• Given instruction
Return each line in the items below that contains the word "mountain".
[begin Records]
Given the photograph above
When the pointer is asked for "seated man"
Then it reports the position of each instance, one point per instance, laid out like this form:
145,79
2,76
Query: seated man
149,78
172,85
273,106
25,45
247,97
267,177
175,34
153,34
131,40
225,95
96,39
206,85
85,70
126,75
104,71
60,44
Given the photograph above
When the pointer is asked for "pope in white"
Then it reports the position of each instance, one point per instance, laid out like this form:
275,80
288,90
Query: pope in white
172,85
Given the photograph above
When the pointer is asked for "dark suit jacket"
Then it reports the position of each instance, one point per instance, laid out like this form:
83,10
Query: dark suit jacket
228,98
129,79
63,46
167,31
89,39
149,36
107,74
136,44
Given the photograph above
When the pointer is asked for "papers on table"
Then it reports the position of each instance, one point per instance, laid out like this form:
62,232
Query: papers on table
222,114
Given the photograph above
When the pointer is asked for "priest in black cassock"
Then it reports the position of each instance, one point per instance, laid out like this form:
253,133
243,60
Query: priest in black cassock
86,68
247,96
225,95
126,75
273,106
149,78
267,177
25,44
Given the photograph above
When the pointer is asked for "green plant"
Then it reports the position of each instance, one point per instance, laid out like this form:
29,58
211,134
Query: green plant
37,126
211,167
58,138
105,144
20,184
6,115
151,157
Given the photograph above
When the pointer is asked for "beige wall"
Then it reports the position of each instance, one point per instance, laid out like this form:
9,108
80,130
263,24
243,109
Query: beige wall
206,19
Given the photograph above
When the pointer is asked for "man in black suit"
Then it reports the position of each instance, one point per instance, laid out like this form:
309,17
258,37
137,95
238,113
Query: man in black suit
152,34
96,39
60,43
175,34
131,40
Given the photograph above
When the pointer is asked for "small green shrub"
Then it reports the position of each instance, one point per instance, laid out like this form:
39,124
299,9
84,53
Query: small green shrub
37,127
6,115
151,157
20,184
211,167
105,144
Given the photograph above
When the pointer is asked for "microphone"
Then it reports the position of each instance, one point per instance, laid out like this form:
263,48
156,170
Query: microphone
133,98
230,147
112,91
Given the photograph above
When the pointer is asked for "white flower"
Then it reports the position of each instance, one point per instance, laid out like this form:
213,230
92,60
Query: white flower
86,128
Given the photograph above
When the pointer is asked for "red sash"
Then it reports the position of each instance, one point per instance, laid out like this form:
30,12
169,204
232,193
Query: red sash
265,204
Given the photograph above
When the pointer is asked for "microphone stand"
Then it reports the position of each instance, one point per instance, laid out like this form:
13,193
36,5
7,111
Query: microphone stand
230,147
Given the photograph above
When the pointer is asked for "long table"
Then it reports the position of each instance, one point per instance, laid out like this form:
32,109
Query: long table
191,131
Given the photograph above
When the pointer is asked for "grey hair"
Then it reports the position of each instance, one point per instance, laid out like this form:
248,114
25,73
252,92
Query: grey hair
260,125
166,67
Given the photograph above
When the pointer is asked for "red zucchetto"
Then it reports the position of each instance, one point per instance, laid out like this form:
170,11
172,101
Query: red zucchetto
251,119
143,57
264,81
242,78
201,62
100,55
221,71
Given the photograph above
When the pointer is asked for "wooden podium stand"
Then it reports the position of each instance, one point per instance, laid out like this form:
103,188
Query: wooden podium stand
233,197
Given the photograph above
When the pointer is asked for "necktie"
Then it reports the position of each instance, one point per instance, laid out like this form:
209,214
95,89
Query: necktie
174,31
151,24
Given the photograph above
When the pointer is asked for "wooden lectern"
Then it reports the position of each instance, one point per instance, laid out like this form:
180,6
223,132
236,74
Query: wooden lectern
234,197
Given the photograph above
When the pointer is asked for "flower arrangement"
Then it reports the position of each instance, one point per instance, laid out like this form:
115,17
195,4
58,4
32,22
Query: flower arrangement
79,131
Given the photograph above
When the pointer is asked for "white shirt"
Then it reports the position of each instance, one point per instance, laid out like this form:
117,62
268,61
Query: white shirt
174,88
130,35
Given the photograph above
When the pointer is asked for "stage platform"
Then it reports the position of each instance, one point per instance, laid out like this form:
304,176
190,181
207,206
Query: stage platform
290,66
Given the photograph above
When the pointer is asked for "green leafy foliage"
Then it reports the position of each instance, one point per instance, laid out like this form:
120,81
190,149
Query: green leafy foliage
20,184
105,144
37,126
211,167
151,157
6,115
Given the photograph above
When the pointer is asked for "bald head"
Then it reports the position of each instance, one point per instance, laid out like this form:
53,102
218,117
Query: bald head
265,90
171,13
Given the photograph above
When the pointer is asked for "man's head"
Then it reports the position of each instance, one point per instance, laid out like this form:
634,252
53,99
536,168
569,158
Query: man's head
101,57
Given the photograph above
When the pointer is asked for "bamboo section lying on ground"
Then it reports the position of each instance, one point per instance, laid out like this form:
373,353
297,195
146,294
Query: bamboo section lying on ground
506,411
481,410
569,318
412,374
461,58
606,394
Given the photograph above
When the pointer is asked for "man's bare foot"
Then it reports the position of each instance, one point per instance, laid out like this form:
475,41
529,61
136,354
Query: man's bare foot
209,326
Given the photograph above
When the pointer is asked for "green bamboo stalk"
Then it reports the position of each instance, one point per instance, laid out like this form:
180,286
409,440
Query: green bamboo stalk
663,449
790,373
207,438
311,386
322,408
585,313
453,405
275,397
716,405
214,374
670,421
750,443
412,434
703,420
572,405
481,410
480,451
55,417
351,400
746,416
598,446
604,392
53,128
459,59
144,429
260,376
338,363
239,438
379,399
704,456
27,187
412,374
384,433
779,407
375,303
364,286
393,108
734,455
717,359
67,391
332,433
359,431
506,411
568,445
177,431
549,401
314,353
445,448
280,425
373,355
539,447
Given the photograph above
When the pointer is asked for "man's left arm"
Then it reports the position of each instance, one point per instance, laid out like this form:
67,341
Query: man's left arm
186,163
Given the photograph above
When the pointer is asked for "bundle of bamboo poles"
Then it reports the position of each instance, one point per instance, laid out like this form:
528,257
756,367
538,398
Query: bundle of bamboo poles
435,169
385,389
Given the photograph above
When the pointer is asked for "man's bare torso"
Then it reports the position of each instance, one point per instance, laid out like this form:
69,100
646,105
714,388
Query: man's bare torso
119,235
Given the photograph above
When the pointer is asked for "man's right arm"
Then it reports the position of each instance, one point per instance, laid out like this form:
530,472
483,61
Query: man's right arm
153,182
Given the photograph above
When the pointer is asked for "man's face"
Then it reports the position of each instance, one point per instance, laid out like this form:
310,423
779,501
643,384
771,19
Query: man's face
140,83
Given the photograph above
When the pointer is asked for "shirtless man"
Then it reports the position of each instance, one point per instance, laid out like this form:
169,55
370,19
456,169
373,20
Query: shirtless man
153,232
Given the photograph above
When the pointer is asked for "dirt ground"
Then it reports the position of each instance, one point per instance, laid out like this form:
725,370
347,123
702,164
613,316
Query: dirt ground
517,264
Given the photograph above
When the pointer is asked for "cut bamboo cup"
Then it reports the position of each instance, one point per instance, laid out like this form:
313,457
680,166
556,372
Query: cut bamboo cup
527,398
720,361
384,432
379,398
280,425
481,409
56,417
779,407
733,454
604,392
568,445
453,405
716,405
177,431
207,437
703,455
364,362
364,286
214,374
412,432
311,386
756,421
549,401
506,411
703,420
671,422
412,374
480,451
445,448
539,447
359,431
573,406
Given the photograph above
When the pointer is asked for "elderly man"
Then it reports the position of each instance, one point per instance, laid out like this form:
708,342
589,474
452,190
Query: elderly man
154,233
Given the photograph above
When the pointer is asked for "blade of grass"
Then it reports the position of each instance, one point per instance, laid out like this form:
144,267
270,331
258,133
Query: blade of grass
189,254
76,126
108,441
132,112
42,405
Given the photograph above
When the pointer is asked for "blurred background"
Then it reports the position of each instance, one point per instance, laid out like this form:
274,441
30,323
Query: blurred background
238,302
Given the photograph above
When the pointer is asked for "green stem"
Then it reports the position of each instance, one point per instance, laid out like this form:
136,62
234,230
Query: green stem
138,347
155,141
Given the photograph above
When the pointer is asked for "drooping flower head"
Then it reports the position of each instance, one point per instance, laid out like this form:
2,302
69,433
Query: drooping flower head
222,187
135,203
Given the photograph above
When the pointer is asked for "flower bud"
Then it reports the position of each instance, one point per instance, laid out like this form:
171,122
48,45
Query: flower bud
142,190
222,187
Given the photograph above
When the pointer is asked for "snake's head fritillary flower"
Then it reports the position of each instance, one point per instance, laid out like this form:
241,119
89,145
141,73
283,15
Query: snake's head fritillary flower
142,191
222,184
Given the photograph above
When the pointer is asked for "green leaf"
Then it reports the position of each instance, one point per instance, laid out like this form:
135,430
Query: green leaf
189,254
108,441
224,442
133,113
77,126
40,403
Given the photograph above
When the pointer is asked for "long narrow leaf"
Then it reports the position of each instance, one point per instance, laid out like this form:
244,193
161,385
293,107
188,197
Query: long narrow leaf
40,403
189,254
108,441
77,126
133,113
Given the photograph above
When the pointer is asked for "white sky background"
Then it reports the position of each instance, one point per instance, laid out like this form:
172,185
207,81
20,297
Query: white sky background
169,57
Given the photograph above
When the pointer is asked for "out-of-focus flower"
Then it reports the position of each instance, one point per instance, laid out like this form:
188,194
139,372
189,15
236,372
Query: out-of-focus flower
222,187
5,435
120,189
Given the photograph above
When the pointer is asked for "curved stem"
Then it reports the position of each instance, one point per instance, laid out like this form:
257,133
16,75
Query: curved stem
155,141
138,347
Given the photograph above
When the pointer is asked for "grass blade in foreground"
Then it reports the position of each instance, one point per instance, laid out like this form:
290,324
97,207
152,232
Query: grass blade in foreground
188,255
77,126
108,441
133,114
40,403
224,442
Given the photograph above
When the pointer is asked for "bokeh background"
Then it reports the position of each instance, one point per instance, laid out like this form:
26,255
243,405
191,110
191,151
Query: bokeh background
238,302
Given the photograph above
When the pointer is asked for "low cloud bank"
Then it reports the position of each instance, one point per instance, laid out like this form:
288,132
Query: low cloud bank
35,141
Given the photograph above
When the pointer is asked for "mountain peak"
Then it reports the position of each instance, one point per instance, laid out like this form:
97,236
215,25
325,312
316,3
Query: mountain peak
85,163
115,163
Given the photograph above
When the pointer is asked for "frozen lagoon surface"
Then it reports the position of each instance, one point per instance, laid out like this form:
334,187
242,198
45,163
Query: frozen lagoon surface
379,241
[end Records]
• Solution to this task
When the pointer is asked for "mountain peak"
Query: mountain peak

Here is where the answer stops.